DESCRIPTION OF THE TASK: Rewrite the lines from the start through the one holding "343 39 440 263", inclusive, requests included, and shift every bounding-box coordinate in the answers up by 92. Leave the numbers in the requests and their sample boxes unchanged.

RECORDS FOR THIS TASK:
□ □ □

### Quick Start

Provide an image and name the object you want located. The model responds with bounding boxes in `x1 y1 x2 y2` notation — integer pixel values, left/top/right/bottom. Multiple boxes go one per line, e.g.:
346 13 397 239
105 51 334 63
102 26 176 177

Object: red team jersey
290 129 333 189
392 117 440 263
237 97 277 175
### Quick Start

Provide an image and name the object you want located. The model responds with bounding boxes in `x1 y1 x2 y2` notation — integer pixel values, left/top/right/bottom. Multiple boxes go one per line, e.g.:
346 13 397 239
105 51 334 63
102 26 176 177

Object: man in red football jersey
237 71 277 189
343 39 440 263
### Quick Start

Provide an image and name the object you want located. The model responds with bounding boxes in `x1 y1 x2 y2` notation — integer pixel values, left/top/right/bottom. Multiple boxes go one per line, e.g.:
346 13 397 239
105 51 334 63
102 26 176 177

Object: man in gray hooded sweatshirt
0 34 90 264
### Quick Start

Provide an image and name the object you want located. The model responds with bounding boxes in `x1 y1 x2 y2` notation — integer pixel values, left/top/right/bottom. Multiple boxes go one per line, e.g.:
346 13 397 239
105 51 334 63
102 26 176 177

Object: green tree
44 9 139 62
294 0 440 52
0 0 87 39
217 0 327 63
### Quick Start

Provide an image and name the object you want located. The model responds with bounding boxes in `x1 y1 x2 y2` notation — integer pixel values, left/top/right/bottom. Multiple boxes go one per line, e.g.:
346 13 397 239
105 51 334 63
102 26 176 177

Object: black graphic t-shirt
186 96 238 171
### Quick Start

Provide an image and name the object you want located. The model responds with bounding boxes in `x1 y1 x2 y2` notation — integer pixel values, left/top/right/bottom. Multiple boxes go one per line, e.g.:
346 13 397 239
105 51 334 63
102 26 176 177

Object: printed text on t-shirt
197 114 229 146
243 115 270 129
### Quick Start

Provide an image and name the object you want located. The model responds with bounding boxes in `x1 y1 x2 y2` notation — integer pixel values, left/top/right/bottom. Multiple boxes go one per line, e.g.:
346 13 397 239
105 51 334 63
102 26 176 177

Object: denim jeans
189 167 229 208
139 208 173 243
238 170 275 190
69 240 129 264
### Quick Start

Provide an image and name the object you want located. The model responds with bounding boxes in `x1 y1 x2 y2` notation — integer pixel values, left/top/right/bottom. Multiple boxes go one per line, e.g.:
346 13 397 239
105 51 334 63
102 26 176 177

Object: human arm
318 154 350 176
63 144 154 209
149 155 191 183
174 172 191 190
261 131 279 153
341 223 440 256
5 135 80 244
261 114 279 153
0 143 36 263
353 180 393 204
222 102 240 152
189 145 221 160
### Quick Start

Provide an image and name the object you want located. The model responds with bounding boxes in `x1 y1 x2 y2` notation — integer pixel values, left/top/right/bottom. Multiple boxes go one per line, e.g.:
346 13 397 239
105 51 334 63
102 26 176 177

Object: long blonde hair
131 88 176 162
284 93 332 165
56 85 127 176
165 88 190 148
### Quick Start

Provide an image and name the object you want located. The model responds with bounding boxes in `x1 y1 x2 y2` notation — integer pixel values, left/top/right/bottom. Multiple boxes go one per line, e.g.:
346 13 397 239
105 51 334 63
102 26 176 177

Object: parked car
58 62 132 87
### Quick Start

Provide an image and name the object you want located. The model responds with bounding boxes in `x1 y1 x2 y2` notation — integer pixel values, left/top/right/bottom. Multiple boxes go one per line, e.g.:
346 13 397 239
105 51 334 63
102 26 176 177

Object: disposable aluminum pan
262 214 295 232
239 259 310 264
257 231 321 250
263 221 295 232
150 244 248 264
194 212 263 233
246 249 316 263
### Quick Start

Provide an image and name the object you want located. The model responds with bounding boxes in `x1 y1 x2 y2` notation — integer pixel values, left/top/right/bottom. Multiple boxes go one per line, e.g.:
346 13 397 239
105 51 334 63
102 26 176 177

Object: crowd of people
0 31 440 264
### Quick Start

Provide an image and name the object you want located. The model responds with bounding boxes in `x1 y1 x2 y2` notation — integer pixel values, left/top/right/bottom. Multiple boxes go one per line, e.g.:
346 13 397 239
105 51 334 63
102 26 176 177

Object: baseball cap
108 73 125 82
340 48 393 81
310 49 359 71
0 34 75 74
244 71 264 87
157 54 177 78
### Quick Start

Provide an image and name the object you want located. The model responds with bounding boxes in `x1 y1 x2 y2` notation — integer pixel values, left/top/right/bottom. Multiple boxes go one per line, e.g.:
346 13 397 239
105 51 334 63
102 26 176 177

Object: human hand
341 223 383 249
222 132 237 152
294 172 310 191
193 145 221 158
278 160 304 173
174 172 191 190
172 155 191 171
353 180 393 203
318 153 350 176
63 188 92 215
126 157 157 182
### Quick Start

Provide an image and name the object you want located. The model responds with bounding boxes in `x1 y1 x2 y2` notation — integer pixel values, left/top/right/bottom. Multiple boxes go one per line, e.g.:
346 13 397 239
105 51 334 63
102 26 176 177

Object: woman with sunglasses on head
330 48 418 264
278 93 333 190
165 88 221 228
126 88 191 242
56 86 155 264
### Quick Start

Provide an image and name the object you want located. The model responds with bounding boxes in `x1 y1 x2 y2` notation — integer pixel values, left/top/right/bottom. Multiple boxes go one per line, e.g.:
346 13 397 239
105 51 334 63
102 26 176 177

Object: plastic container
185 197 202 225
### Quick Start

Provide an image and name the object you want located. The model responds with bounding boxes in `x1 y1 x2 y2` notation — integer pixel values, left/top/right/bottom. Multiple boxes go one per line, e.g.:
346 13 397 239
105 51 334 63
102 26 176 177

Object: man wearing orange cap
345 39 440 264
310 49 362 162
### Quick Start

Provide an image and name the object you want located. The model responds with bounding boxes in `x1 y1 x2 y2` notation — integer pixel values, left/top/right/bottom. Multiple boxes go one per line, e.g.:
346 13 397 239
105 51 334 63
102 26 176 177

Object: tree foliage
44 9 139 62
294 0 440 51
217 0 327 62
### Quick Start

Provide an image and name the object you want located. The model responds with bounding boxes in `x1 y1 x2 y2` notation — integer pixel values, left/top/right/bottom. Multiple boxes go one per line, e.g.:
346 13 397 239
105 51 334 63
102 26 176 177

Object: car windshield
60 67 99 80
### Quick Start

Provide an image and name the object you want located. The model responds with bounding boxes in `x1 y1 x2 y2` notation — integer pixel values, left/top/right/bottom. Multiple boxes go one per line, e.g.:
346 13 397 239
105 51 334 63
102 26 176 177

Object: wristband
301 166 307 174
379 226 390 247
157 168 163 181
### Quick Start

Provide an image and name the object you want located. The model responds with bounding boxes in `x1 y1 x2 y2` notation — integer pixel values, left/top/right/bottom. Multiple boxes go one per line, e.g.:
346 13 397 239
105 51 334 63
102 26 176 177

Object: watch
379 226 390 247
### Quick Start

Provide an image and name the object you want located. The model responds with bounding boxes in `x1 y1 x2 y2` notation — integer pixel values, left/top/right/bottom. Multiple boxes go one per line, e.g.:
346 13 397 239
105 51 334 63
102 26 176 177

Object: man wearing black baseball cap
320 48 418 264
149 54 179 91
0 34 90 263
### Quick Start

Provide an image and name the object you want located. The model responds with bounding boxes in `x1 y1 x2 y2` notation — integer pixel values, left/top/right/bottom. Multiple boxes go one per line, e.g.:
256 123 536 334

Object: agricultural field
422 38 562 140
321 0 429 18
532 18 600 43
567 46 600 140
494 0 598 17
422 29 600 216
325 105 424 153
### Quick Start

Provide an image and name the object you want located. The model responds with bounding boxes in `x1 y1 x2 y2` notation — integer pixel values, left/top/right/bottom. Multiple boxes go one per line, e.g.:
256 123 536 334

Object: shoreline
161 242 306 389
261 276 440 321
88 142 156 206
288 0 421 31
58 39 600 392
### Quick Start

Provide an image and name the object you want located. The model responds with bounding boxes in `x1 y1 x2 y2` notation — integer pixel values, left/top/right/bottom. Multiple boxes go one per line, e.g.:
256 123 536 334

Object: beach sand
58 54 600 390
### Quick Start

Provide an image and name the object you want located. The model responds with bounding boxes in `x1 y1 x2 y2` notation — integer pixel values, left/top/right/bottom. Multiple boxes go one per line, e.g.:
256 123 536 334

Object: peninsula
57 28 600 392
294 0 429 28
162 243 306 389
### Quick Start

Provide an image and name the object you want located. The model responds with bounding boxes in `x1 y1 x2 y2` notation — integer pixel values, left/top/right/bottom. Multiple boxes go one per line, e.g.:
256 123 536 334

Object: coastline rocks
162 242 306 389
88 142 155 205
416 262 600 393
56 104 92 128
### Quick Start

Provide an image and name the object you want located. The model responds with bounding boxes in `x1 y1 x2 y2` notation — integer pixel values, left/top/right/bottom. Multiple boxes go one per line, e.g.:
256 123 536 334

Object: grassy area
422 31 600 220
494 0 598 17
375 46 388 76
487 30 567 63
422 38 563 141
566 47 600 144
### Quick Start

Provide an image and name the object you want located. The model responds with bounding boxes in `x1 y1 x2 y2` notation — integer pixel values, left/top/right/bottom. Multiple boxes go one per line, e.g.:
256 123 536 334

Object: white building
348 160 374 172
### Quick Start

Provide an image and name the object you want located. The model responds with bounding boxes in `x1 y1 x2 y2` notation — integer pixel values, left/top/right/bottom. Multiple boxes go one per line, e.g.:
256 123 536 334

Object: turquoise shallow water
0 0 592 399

□ □ □

WRITTEN SOLUTION:
### Quick Start

Provide an image and name the object you want located. The model responds with bounding boxes in `x1 y1 x2 y2` notation — integer pixel values, left/top/right/bottom. Multiple boxes go one per line, e.g.:
346 13 397 239
105 51 334 63
102 26 176 177

Object: red team jersey
382 221 425 281
484 209 532 355
329 189 369 267
### Quick Start

Provide an image and name the object you want located. The model responds with bounding boxes in `x1 y1 x2 y2` notation — integer pixel values, left/top/right/bottom. Multiple boxes go one per line, e.g.:
346 13 397 239
105 51 334 63
102 26 176 177

Object: man in red football jersey
329 163 369 281
435 131 532 355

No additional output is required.